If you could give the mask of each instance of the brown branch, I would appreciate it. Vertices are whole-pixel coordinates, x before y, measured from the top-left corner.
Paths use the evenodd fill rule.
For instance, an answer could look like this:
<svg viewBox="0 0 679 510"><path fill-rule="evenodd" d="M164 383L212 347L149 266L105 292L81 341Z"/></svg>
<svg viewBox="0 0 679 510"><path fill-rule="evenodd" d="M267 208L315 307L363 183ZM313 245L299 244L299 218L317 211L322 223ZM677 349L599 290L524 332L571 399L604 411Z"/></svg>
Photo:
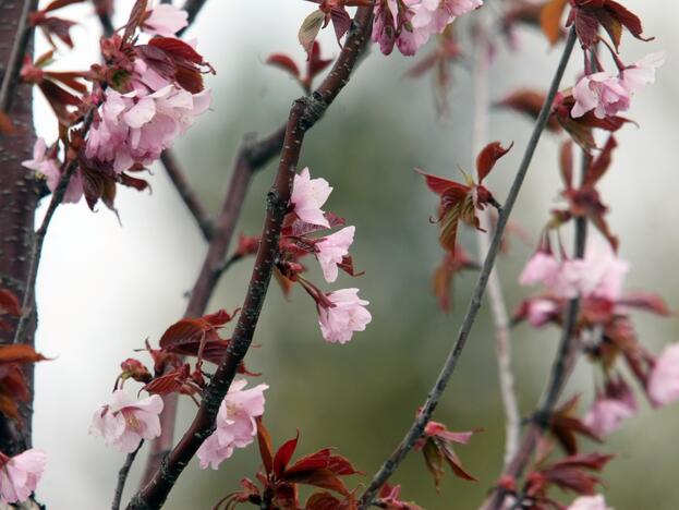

+-------+

**What is required:** Write out the lines of the rows above as a numbered list, leaving out any blank lines and the pictures.

**Reply to the task:**
1. If you could give the mask of each instance of the brown branch, I would appreciate it. Vertices are whole-pixel coordinates, x before y, measured from the top-left corner.
2. Paths use the evenodd fill rule.
3. For instance, an answer could look like this:
4. <svg viewBox="0 0 679 510"><path fill-rule="evenodd" d="M164 383L212 347L149 266L105 292L81 341Z"/></svg>
5. <svg viewBox="0 0 679 510"><path fill-rule="evenodd" d="M267 208L315 307L363 183ZM313 245L299 244L299 218L317 211L322 223ZM677 349L599 290L524 332L571 399L604 411Z"/></svg>
6. Photo:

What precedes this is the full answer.